This call for an international legal encounter, however, could not be construed as the first of its kind as we had previous international law-based discussions, if not encounters, between the international legal scholars and the likes of the two nations or non-native scholars on this rolling subject matter. This could, therefore, be a continuation of (pre) existing scholarly debates on it.

Having these somehow lofty objectives at its core, this work will (re) examine the use that international law would extend for Ethiopian reclamation of a maritime sovereignty, which obviously brings the State of Eritrea onboard, in the Red Sea Coastal territories. Maritime Sovereignty, for the purpose of this article, shall be understood as an exercise of control and use of coastal territories, of any size, to have a direct and free access to the sea.

Hence, the project of redirecting the Red Sea Agenda to a question or dispute of international law will be presented in the following orders; (i) a cursory critical review on the recently launched Red Sea Agenda; (ii) the international legal basis of Ethiopian quest for reclamation of maritime sovereignty; (iii)  the legal visibility of the Afar Coastal territories (the Assab outlet) for the satisfaction of Ethiopian claim; (iv) the peacefulness and conceivability of pursuing an international legal dispute in the presence of the 2003 Eritrea-Ethiopia Boundary Commission Decision; (v) the trustworthiness of the regime to litigate Ethiopian maritime sovereignty reclamation before an international legal dispute settlement forum.

Navigating through Abiy Ahmed Ali’s Red Sea Politics: (Un)Locking Ethiopia?

A call for a peaceful detour into a realm of international legal argumentation should start with accounting the recent Red Sea Agenda as tabled by Abiy Ahemed Ali, Prime Minister of ‘the Federal Democratic Republic’ of Ethiopia. For good or bad, his Red Sea agenda, (re)ignited intellectual and public debates on the longstanding maritime question between Ethiopia and Eritrea.

(Data excerpts)

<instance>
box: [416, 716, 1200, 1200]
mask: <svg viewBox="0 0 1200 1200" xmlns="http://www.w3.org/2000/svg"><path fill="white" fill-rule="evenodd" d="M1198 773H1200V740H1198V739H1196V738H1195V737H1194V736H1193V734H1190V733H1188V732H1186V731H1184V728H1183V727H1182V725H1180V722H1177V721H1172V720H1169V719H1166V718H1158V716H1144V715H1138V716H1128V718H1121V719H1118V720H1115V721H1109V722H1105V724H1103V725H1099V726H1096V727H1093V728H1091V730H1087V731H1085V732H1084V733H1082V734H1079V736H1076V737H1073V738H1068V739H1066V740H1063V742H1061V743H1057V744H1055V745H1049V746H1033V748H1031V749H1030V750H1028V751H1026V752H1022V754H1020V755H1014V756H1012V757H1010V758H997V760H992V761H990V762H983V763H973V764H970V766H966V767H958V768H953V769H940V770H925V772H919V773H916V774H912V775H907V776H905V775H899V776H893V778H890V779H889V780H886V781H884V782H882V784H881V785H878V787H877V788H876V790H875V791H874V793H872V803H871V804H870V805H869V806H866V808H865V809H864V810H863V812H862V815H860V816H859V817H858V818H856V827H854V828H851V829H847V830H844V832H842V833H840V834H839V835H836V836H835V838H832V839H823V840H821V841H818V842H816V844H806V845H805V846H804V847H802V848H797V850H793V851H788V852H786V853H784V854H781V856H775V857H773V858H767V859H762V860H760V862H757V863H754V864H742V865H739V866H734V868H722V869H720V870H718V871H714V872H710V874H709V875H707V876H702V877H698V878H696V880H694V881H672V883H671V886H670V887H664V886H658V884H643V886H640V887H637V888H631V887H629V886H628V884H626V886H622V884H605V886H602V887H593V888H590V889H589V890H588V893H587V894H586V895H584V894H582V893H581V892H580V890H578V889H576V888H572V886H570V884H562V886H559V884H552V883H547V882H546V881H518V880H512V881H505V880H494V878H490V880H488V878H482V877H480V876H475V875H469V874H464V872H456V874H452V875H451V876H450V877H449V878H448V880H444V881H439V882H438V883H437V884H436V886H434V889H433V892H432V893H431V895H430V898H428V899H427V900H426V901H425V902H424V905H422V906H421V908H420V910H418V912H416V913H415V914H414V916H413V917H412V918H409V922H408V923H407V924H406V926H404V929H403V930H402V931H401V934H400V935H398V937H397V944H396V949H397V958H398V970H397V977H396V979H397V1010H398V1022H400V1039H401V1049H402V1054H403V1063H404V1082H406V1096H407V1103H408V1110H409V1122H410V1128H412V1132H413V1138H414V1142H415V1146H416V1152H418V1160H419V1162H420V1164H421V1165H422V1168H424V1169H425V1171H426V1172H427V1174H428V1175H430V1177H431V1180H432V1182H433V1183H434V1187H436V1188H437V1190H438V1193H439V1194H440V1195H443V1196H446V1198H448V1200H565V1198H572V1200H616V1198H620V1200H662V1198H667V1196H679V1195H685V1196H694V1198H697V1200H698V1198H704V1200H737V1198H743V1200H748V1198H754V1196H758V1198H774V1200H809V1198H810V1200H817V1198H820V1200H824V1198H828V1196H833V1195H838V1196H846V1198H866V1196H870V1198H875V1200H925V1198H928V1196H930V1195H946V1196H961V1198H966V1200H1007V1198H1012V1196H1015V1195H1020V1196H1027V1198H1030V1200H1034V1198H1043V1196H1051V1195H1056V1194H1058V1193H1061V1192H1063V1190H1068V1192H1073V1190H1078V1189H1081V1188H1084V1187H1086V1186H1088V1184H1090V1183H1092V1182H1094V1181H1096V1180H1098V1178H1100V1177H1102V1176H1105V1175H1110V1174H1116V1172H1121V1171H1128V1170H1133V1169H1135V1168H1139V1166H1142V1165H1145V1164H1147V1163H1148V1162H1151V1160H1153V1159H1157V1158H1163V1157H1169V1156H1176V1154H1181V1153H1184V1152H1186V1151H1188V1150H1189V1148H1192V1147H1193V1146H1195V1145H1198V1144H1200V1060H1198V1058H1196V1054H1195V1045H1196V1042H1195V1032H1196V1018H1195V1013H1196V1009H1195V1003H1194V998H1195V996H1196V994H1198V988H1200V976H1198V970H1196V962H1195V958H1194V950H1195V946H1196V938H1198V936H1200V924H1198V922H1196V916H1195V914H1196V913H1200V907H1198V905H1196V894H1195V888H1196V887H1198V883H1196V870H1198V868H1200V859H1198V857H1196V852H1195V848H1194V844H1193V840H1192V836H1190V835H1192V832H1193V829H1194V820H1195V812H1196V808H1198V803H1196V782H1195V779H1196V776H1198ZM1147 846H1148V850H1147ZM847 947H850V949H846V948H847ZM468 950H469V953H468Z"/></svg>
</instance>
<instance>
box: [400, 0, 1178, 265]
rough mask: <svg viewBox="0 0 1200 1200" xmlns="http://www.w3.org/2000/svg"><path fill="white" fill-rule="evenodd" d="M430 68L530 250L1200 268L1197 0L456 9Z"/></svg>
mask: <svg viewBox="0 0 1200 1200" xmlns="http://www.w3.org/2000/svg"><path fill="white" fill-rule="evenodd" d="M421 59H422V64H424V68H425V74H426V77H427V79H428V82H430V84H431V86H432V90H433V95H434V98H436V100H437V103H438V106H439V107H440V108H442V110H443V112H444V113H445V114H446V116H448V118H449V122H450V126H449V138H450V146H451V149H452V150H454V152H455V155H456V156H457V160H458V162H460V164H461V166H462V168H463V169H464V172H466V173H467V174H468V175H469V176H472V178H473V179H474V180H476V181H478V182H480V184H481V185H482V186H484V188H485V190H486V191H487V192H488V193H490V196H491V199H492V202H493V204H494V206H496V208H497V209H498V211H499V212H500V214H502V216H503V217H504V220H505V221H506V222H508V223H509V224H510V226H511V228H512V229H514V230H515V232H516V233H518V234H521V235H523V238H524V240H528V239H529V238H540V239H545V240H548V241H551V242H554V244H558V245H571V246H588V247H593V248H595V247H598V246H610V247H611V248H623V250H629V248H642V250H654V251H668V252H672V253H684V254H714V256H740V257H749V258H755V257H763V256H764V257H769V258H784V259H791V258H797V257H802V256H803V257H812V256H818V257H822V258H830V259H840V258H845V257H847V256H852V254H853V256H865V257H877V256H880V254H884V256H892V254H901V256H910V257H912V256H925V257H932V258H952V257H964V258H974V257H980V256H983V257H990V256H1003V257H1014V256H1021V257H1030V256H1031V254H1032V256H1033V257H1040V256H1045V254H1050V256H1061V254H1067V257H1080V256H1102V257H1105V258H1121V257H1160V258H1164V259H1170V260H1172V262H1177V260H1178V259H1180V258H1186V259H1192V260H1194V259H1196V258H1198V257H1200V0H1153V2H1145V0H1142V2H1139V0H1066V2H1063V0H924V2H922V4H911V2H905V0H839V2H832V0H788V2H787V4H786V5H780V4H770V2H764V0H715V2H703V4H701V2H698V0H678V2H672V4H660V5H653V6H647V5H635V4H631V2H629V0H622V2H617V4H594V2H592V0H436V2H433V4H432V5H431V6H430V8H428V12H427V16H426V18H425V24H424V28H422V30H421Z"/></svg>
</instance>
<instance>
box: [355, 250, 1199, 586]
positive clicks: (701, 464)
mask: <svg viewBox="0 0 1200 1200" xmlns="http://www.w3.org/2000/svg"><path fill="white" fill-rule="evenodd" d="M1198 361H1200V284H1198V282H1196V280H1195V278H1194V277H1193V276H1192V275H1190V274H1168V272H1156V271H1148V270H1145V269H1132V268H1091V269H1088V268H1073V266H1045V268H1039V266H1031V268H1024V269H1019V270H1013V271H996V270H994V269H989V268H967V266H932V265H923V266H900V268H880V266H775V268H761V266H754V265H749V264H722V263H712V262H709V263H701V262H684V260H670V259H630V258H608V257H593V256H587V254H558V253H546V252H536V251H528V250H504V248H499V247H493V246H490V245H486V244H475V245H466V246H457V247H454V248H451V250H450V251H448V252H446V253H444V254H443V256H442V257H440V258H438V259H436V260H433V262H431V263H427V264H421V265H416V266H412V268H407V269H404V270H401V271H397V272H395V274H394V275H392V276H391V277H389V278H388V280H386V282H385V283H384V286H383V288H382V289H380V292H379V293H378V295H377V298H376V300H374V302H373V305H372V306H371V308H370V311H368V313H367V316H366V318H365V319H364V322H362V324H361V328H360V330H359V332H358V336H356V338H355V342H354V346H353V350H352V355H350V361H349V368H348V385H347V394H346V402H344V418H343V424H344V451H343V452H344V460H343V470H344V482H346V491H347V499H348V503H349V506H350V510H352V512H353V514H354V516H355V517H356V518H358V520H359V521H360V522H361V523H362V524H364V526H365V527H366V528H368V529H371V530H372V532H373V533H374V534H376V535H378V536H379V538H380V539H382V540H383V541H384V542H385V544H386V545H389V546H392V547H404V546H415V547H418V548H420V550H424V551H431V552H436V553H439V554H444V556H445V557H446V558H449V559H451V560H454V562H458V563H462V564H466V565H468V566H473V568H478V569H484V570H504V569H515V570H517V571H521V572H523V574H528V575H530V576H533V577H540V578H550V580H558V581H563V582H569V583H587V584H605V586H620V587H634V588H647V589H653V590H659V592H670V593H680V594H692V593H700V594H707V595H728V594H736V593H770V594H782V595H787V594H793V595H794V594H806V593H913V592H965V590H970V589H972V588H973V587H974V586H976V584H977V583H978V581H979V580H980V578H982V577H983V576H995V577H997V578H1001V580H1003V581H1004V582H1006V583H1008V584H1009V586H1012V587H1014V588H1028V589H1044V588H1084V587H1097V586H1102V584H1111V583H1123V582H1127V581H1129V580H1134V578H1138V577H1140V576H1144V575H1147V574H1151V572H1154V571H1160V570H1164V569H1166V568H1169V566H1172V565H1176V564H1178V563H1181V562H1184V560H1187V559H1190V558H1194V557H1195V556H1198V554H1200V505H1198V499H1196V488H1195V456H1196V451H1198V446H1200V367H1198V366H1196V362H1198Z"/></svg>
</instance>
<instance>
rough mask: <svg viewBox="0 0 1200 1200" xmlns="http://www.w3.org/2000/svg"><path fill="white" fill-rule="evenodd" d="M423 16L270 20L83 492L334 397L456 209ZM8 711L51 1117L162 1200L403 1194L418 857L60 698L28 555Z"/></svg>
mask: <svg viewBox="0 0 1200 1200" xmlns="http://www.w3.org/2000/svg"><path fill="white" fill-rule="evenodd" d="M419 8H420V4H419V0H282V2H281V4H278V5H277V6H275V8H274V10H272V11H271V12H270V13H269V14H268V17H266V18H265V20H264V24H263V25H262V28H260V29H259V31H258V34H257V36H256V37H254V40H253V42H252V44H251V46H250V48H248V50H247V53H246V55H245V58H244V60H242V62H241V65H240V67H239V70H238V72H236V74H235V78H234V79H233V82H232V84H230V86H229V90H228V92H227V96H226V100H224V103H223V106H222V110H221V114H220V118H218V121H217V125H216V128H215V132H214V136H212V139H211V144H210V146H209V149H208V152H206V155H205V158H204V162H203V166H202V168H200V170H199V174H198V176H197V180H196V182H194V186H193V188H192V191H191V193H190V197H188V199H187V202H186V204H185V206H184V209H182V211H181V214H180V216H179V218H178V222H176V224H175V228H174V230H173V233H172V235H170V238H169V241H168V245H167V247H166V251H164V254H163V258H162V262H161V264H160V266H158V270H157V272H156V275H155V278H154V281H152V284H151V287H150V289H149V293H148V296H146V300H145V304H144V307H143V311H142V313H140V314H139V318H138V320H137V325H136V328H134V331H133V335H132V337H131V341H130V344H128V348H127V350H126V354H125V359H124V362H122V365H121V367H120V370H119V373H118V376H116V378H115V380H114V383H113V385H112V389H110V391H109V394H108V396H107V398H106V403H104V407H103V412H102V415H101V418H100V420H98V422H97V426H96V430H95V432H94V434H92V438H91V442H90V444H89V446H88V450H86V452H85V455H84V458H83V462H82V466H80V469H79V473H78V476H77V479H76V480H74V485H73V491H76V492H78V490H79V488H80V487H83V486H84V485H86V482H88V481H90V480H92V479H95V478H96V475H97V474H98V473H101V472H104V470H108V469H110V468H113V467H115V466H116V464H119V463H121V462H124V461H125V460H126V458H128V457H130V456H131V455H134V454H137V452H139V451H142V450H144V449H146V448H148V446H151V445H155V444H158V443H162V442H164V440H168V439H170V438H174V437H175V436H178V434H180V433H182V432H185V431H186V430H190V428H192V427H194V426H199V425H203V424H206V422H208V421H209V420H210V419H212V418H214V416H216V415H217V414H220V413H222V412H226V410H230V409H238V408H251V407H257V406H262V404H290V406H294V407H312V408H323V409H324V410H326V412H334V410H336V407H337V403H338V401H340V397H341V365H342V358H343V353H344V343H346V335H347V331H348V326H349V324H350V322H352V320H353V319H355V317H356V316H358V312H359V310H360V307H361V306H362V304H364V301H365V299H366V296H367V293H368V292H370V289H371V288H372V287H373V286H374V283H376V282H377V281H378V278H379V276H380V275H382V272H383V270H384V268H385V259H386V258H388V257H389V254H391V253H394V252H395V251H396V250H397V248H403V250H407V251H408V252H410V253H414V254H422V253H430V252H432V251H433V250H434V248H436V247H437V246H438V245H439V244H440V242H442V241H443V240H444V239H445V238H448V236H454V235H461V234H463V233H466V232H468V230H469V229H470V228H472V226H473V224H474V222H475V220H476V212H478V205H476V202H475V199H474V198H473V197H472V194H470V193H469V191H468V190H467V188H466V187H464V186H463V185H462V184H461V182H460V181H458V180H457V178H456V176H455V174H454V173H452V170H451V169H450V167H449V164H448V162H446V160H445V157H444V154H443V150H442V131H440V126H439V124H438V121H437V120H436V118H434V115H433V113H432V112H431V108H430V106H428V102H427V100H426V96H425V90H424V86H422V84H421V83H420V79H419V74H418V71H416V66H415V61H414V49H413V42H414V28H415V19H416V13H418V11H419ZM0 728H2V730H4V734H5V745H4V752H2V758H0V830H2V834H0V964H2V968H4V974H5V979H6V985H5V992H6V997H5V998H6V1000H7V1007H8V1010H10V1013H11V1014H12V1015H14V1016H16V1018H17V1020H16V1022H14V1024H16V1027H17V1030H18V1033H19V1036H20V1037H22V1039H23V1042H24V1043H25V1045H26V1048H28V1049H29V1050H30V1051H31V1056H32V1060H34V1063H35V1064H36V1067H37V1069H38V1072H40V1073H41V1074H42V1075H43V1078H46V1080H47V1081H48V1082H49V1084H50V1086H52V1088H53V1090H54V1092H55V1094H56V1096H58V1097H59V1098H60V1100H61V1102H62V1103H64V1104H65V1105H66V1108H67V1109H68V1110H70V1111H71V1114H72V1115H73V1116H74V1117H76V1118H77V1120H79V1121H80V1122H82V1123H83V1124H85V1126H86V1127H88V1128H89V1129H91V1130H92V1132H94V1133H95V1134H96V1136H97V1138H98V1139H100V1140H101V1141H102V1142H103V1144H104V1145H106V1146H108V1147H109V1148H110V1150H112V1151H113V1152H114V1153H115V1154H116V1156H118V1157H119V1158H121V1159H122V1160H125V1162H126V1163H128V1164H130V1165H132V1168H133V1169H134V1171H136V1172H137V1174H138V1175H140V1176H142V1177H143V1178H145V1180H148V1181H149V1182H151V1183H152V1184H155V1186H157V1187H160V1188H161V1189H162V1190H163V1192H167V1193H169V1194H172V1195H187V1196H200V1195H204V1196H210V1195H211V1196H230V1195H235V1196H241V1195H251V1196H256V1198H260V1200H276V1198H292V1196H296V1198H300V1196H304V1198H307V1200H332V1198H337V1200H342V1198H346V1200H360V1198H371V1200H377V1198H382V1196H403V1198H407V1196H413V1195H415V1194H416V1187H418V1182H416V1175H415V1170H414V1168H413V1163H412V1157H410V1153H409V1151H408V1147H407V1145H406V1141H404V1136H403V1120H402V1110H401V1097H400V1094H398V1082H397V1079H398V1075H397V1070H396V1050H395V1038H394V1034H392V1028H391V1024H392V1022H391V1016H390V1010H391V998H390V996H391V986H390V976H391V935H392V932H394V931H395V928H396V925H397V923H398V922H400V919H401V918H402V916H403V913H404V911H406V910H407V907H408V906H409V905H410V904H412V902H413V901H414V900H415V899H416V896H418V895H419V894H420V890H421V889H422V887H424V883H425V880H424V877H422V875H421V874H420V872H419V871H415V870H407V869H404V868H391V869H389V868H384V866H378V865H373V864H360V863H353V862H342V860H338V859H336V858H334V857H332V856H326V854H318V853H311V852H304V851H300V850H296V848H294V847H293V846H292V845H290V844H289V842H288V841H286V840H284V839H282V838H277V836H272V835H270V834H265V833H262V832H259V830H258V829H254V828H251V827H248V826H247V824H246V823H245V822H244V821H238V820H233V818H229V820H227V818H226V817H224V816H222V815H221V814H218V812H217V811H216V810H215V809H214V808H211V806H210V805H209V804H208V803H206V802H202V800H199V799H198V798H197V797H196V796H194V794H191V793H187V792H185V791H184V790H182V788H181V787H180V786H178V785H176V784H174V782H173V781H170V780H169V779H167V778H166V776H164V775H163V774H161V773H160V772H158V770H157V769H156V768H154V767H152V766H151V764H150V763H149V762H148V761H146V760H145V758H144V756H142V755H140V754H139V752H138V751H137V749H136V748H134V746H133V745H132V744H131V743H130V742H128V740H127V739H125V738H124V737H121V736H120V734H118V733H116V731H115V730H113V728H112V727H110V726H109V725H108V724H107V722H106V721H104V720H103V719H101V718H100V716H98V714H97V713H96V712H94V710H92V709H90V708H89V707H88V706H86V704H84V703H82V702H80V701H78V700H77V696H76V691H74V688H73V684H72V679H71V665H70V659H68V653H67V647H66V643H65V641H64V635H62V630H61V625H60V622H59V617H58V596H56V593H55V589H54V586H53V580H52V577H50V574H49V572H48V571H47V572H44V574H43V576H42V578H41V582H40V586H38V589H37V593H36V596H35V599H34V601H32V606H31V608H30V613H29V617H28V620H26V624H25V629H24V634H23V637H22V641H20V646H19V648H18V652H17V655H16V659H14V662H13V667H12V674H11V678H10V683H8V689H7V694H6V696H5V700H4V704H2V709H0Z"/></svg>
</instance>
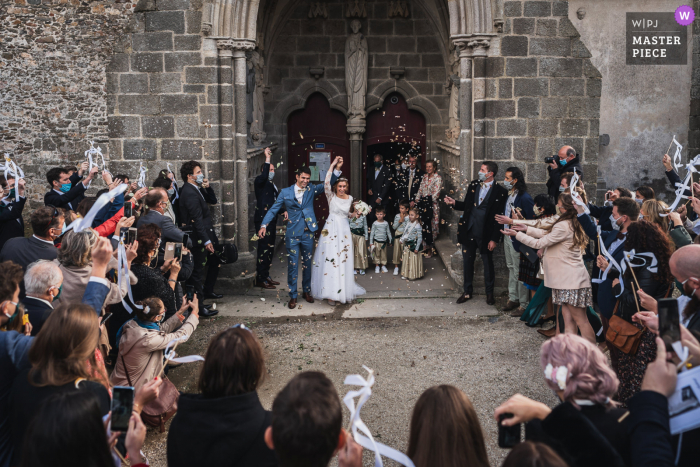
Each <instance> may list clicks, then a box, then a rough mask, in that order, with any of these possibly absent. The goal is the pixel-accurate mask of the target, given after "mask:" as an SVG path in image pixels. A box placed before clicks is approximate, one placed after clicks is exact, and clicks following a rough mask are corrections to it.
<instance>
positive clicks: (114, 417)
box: [109, 386, 134, 432]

### Exercise instructions
- a) Using the passage on Ethiopia's Red Sea claim, decide whether each statement agrees with it. Answer yes or no for each, quoting the words of the passage that decide it. (i) The article defines maritime sovereignty as control and use of coastal territories of any size to gain direct and free access to the sea. (ii) The passage presents the call for an international legal encounter as the first of its kind. (iii) The 2003 Boundary Commission Decision named in the passage concerned Eritrea and Ethiopia.
- b) Count the lines of the entries that contain the string "positive", and give only the number.

### Answers by task
- a)
(i) Yes: "Maritime Sovereignty, for the purpose of this article, shall be understood as an exercise of control and use of coastal territories, of any size, to have a direct and free access to the sea."
(ii) No: "This call for an international legal encounter, however, could not be construed as the first of its kind"
(iii) Yes: "the 2003 Eritrea-Ethiopia Boundary Commission Decision"

- b) 2